Extrait du document –
::::

Reissiger

En cliquant ici, vous entendrez un extrait de son lied Mit geheimnisvollem Dunkeln, interprété par la soprano Annette Betanski, accompagnée par Susan Miron à la harpe et James Sommerville au cor (CD Chandos CHAN 9843)

 

Formé à Leipzig et ayant ensuite beaucoup voyagé en Europe (notamment à Vienne, Munich, Berlin, Paris et en Italie), Carl Gottlieb Reißiger (1798-1859), pianiste, compositeur, chef d'orchestre et pédagogue, devint une personnalité marquante de la vie musicale à Dresde.

Il est signalé dès 1821 comme membre de la  Loge de Leipzig Balduin zur Linde mais il ne doit pas y avoir été très actif puisqu'il était toujours Apprenti quand, sur la recommandation de Christian Gottfried Körner, il fut agrégé en 1845 à la Loge Zu den Drei Schwertern und Asträa zur grünenden Raute qui le fit aussitôt Compagnon (et Maître un an plus tard).

::::

Détail de la consigne – Recopiez, s'il vous plaît, le texte sur Reissiger de « Formé à Leipzig » à « musicale à Dresde. », en substituant « Weimar » à « Dresde ». Le matériau qui suit est indépendant du texte sur Reissiger.

(Descriptions de zones en langage naturel)
::::

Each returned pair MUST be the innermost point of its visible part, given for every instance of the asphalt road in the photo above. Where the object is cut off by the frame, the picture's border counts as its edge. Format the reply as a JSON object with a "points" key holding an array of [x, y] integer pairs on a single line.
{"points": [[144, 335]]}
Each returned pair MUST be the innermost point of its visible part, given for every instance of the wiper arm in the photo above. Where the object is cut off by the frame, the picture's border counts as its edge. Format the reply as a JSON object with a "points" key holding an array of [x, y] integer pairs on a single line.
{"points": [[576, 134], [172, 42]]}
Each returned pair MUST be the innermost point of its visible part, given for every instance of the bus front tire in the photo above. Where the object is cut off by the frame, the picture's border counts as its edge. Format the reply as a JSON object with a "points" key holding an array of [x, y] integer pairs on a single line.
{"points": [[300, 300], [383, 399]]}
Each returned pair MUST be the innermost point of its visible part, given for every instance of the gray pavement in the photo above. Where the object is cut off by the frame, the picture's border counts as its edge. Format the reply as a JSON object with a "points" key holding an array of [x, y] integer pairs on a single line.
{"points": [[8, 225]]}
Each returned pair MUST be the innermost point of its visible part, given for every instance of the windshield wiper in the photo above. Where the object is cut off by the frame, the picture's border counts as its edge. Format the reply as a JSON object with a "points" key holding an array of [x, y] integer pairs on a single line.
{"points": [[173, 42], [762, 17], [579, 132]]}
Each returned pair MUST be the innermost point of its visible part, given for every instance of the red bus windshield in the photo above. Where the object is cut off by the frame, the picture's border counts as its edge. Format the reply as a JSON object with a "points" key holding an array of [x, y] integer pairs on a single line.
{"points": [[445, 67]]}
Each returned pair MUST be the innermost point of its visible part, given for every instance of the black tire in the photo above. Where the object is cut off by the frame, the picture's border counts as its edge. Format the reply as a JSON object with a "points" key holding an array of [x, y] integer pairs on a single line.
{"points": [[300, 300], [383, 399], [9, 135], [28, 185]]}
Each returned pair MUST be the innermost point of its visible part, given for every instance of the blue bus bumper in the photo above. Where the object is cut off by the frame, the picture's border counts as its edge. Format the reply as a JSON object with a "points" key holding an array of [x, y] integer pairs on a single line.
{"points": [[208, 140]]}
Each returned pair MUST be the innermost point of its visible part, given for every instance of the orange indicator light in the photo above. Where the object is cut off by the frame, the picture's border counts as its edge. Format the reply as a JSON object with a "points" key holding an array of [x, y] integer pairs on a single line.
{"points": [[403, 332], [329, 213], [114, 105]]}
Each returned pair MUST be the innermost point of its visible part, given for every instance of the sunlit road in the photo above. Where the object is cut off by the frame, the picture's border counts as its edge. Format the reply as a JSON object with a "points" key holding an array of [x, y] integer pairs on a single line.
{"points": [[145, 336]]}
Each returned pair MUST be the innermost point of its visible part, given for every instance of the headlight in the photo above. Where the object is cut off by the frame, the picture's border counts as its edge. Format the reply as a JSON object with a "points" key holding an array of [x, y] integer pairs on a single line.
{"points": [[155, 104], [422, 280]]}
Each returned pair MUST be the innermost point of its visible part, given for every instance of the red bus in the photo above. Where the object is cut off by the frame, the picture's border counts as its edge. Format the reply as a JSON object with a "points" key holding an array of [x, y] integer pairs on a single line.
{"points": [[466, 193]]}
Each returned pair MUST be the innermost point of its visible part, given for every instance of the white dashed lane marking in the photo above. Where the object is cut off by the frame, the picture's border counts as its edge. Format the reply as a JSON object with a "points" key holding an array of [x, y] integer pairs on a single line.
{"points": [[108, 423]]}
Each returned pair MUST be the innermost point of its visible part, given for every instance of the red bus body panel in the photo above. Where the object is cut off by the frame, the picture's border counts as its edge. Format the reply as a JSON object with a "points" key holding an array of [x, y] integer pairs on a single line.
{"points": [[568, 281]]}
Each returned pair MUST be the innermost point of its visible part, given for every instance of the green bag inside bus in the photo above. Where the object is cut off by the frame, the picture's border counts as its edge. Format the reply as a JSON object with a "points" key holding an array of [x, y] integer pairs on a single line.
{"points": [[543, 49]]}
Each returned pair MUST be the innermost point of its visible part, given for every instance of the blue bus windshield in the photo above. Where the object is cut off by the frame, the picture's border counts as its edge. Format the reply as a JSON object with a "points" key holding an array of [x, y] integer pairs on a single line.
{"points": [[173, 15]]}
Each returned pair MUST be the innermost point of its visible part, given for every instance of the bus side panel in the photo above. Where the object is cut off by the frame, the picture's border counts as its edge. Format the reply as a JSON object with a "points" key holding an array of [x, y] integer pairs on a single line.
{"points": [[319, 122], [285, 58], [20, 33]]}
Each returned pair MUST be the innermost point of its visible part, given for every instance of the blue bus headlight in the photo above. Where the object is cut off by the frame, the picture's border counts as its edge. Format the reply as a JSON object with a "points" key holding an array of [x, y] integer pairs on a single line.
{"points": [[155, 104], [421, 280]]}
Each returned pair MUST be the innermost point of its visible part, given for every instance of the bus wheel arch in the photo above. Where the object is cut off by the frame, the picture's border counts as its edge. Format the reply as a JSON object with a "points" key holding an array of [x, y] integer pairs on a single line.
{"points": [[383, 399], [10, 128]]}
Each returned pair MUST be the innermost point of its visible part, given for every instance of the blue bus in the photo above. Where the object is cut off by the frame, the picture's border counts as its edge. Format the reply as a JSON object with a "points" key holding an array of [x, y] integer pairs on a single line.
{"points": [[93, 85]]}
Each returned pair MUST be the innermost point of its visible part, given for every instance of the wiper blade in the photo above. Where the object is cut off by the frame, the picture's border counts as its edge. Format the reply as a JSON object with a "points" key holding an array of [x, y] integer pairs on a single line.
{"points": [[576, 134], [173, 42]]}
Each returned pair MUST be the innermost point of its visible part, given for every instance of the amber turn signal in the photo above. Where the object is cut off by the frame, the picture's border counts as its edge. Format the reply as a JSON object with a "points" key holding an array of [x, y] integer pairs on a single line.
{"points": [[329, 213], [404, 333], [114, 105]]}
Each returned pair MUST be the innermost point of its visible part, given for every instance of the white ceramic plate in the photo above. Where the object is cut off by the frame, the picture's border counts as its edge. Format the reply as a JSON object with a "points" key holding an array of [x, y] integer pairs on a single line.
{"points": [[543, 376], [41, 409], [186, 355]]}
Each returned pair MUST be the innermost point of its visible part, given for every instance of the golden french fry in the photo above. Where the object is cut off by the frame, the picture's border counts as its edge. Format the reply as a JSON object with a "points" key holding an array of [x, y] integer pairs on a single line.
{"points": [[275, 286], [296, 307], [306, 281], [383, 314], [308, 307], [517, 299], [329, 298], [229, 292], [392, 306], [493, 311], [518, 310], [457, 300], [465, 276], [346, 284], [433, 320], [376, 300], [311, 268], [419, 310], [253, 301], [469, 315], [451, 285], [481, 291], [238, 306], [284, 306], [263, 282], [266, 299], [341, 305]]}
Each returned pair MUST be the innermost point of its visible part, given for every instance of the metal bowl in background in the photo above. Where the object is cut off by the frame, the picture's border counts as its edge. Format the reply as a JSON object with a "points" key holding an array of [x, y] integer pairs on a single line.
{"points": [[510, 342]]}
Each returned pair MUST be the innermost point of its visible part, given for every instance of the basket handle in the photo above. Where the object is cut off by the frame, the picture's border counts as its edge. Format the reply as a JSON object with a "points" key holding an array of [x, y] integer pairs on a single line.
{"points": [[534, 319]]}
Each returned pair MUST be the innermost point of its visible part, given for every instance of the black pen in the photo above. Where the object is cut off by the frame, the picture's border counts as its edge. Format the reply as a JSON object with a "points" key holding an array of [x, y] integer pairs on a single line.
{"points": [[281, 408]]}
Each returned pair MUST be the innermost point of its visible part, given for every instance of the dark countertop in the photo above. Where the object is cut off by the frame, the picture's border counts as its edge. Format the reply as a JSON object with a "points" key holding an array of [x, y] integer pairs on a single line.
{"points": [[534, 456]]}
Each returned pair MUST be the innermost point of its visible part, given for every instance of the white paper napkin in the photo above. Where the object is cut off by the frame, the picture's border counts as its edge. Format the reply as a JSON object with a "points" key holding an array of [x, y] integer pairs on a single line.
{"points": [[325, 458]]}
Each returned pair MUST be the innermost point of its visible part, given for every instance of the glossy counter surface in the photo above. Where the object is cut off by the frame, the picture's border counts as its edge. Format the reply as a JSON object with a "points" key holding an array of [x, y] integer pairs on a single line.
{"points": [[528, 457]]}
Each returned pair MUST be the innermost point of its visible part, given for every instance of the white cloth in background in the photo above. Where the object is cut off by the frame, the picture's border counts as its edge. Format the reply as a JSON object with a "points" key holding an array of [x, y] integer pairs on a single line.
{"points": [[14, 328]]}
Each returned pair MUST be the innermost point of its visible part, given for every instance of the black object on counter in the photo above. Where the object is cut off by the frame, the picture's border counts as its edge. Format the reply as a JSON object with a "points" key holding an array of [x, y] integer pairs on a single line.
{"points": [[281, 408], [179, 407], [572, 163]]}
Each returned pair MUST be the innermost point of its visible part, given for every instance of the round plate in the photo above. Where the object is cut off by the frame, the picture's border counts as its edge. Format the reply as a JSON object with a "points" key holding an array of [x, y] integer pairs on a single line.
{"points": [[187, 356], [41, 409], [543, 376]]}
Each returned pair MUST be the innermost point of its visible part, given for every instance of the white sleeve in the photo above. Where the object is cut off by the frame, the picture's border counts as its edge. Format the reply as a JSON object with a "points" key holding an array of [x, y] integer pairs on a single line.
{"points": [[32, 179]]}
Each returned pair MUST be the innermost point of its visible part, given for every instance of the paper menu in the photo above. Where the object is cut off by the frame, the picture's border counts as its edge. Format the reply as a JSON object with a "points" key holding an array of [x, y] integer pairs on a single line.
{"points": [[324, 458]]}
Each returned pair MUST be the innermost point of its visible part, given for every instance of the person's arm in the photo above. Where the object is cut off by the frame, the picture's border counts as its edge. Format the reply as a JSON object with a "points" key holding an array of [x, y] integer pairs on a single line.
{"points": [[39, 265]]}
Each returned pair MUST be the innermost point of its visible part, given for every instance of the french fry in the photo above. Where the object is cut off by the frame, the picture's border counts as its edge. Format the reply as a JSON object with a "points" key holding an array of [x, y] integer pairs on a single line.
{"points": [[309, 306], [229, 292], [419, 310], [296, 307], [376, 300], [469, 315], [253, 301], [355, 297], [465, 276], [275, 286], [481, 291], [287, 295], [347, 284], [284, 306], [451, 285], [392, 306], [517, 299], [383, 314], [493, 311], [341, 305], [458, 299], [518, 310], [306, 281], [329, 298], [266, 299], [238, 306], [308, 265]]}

::::

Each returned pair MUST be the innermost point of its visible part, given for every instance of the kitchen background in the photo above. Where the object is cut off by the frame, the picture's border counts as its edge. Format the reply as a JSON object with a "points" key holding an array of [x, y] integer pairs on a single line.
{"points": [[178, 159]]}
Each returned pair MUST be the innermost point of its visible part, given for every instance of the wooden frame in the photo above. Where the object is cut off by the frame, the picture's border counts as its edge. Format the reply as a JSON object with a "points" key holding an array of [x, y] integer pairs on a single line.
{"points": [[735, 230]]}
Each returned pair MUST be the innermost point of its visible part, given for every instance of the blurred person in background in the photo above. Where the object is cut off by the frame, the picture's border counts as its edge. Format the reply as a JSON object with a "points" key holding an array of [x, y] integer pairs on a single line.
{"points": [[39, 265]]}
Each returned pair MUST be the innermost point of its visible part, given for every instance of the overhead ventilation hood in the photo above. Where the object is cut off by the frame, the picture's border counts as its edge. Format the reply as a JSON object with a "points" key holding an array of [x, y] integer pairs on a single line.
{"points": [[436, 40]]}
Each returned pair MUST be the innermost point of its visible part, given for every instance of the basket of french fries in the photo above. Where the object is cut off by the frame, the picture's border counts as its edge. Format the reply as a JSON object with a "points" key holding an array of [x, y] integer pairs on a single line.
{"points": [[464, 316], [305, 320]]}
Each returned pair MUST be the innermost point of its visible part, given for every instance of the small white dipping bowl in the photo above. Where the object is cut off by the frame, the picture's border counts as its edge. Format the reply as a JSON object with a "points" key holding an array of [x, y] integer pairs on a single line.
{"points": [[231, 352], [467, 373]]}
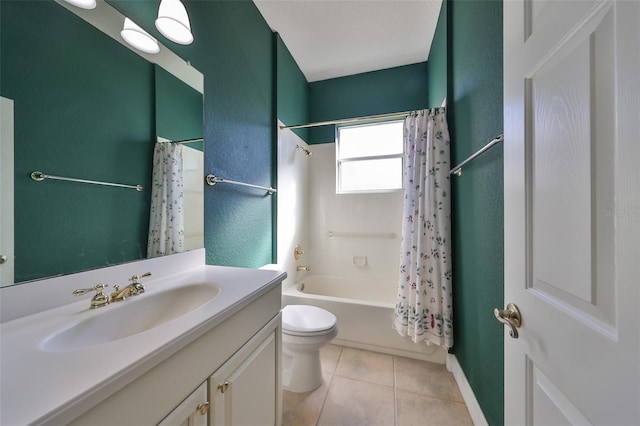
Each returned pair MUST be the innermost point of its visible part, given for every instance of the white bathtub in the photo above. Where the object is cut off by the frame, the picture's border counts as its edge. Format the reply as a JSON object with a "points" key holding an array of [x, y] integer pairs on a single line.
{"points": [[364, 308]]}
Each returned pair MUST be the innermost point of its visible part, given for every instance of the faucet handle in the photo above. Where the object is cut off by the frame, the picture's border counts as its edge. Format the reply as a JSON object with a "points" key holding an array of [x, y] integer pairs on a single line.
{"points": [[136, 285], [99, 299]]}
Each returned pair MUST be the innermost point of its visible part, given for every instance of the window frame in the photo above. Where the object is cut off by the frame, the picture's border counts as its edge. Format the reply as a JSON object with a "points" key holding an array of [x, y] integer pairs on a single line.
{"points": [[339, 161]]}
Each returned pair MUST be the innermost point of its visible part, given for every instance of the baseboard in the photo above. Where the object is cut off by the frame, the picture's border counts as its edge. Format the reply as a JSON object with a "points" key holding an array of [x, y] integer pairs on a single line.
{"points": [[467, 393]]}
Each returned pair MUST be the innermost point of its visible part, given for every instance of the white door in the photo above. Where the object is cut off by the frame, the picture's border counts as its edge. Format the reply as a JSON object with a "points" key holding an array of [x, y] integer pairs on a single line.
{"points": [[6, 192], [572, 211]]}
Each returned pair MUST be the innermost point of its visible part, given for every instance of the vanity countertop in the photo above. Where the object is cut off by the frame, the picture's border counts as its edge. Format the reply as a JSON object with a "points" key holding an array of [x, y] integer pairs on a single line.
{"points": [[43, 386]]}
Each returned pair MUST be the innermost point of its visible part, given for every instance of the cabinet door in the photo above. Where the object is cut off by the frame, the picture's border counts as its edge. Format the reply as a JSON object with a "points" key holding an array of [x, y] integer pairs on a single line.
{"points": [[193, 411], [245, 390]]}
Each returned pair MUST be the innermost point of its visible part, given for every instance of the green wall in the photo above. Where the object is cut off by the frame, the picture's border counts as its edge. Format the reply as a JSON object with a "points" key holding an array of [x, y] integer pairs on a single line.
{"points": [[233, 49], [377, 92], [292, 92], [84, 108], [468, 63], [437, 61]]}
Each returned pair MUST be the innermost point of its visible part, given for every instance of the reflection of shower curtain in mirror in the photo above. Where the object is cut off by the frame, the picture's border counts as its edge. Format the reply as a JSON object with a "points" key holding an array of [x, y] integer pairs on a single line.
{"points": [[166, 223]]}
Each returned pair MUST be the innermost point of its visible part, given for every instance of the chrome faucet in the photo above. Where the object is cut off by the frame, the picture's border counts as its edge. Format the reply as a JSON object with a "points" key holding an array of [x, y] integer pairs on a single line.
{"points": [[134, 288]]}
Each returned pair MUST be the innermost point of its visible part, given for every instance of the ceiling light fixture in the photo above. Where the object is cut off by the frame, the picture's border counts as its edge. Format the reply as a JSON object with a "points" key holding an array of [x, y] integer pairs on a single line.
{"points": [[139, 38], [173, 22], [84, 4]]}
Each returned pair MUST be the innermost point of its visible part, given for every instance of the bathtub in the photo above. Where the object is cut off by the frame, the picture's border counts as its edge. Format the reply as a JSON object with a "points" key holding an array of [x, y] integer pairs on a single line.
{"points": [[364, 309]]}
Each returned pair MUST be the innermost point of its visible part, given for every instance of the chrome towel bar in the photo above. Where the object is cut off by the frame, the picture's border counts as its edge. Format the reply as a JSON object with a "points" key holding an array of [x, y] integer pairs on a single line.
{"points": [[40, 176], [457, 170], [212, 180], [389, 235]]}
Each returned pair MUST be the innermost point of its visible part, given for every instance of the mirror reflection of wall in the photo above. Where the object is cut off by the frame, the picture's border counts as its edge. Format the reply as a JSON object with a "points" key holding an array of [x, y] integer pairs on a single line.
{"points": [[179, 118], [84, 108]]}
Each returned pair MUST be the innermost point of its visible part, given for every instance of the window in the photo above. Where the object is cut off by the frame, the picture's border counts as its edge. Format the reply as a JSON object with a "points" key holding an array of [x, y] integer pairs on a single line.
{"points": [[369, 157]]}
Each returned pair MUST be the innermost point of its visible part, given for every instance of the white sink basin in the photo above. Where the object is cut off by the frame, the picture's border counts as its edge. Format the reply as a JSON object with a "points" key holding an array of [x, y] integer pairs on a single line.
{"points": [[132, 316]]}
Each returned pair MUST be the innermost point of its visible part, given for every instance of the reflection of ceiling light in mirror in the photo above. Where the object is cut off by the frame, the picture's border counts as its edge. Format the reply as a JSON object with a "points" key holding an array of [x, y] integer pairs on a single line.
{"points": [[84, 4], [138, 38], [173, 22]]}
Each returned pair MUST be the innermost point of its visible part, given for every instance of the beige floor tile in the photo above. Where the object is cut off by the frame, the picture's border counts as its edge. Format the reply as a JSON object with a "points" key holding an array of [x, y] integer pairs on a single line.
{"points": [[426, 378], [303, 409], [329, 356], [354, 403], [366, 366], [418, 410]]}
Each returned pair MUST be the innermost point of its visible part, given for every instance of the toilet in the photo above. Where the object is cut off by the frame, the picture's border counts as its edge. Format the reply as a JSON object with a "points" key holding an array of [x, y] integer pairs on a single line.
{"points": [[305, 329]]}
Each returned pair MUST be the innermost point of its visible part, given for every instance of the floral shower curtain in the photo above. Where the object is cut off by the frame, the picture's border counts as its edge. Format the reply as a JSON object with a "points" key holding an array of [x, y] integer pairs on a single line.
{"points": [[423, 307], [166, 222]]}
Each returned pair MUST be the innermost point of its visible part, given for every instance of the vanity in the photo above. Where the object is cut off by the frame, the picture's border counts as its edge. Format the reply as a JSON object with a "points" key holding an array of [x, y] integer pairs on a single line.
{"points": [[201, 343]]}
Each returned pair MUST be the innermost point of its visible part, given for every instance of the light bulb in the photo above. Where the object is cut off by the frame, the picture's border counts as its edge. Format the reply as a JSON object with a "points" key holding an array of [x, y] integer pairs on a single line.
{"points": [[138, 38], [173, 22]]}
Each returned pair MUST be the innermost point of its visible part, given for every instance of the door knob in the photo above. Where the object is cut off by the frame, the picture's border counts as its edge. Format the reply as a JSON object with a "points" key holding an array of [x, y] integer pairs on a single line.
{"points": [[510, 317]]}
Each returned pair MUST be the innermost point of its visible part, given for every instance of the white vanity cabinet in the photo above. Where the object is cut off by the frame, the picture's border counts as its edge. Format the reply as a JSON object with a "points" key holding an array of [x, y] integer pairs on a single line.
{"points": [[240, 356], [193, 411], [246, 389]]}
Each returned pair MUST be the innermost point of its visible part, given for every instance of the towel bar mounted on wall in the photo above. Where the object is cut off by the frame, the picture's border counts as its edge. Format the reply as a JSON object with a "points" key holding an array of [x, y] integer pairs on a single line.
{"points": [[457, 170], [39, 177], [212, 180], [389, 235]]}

::::

Espace de réponse –
Formé à Leipzig et ayant ensuite beaucoup voyagé en Europe (notamment à Vienne, Munich, Berlin, Paris et en Italie), Carl Gottlieb Reißiger (1798-1859), pianiste, compositeur, chef d'orchestre et pédagogue, devint une personnalité marquante de la vie musicale à Weimar.